Stored items:
- Opening Delimiter -

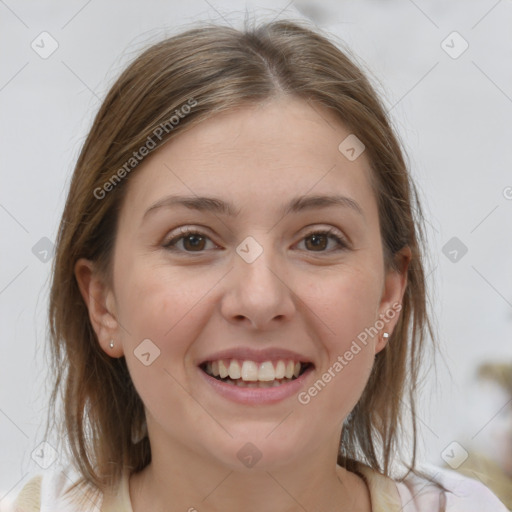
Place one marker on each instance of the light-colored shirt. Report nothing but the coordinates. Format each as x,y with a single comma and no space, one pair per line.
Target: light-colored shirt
45,493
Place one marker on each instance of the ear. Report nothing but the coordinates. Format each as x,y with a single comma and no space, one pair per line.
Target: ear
100,302
395,283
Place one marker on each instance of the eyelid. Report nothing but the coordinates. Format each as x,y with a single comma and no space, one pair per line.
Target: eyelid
330,232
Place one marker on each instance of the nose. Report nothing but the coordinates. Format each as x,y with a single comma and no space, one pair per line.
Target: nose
258,293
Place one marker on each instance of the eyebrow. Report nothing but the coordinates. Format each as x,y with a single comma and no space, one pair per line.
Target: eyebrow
218,206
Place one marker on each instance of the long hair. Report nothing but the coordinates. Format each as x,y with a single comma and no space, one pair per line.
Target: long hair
211,69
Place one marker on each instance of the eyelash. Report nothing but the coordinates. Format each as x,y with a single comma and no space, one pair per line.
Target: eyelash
331,233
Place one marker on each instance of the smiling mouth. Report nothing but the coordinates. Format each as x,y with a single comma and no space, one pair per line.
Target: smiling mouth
249,374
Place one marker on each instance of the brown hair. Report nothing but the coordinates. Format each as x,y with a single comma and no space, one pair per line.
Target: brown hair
216,69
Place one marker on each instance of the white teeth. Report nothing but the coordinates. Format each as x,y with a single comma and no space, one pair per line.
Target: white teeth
250,371
290,367
280,370
234,370
266,372
223,371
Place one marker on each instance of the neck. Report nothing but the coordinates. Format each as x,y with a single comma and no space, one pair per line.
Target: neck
191,482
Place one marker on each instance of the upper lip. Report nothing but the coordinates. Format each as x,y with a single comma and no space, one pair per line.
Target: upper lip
258,356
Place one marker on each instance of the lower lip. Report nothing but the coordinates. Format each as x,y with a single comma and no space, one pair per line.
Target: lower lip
256,395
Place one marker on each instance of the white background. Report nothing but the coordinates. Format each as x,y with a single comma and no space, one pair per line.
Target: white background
454,116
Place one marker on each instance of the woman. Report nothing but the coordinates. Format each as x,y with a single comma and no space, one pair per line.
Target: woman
238,306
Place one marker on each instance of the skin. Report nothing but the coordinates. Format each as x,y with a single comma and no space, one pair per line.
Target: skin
295,295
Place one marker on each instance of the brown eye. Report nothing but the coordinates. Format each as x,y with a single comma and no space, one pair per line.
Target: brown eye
320,240
193,241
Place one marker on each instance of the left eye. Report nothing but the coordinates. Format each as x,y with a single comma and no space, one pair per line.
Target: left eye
194,241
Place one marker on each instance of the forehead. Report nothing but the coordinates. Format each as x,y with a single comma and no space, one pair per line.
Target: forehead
258,157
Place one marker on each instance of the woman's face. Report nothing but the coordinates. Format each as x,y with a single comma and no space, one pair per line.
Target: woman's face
256,286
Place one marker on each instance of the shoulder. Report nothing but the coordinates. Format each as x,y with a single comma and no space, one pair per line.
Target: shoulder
460,493
57,491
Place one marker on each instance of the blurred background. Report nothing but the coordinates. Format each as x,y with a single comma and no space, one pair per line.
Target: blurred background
444,71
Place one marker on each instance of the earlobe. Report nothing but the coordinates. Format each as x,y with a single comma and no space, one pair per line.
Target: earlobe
100,304
390,306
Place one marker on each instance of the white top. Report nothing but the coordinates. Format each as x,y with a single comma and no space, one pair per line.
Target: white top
44,493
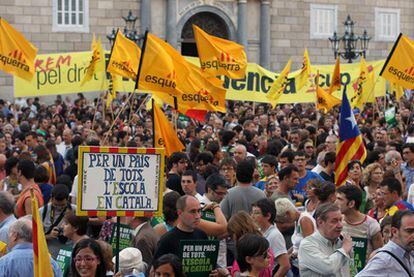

- Closing Delimiter -

A precise copy of each record, with the images removed, should be output.

Place one marker on each instance of the light-colored shirt. Report nothing but the coordinates. Format each as x,y with a single comma and no space, one pair per line.
Target: light-colored shirt
45,493
Place one marker on each instance of the ear. Report nothing but the coordinates. Format each as x,y with a single comma and no space, one pair per line.
Target: ear
100,302
395,283
Place one marker on each instance of the eyelid. Report nothing but the coordinates. Format each as x,y with a single comma and no space, one pair per line.
Target: eyelid
330,232
Place one marker on each instance of the nose. Report nothing but the coordinates. Format each as x,y with a single comma and no space, one pair per line.
Target: nose
258,293
Place one marker on each instance of the eyebrow. Report nothing but the coordinates. Format each as x,y with a single comma and no space, one pair per line.
Target: eyebrow
218,206
Place one marker on each instance of the long hair. Report nothing but the coordinates. Format each as x,y with a single comma and no space, one pair per line.
Target: long hair
211,69
Place one marker on each instance of the eyelash. Report nothing but the coordinates. Format each as x,y with a single comma and no space, one pair per line.
Target: eyelash
331,233
Place one marker on each instance of the smiling mouth. Report nothing but the coordinates. Format each as x,y with a single comma and no space, one pair per line.
Target: smiling mouth
249,374
Place one marker on each instance of the brown hair. Report nothing but the coordinates. Format each as x,y with a single comma and no space, one pair per line.
Target: brown hair
216,69
Place one marker on each instance of the white teeth. Report nothing but the coordinates. Format each as x,y with a single comma and no space, one pair per line.
Target: white teeth
250,371
290,367
280,370
234,370
266,372
223,371
Place one marker on each instance of the neck. Report nothing but the coordinates. Format each as x,y with a single comma and no space, one pair per line.
Target: neck
191,482
Place one marker on each instance of the upper lip. Report nothing but the coordinates. Format each as x,y with a single comma and no space, one pair per line.
Target: upper lip
258,356
Place one marker on each instance of the lower lip. Report nothing but the coordinates. Format each as x,y with a single comma and no space, one pair per line.
Target: lower lip
256,395
Place one marker on each instance of the white background. Report nothing but the coordinates. Format each as x,y with a single comma and no space, one pair per line.
Target: white background
454,116
Place one marker on each instance of the woman. Report nothing but the coordinates. Format each as x,y with a single comma and no space, one pair per line.
Target: woman
238,306
Place one marker on each instance of the skin. Report nothing but the coordinates. Format each as x,y with a single comma and no space, one pair per line.
Target: skin
295,295
Place one marker on each instance of the brown eye. Report nothing but the coordinates. Format each as x,y with a single comma and no space, one pair per line.
Target: brown eye
320,240
193,241
Place one marker on each instance of the left eye. Report nothing but the coordinates. Format each as x,y with a single comma and no space, one pair per line.
Target: left eye
194,241
Place one marker on each instance of the forehead. Report nothing but the coordinates. Format each as x,y with a single comma and no space, one pair per line.
Target: forehead
258,157
Place one marker on each instance of the woman's face. Report nothing but the coordinates. Format each as x,y with a single comma and no space, one pair per line.
Target: woman's face
256,286
Place one marker on each instance of the shoulder. Report nothing but the coordinates. Format each as x,y with a single comma and no space, one pair per line.
Target: shoulder
460,493
57,491
Place one marker on each instance of the blurred background. Report nothing but the coordinates. Format each as x,y with a single comma and no space, one pair per line.
Target: blurred background
444,71
Place one marker on each instance of the earlobe. Report nothing but the coordinates. Format each as x,y with a single comma and no space, one pair per line.
Target: earlobe
100,304
390,306
Place one marker on each instance of the white top. Report nothing but the coordinates. Format each as x,y with a single comma and no space, one pair per line.
Target: white top
44,493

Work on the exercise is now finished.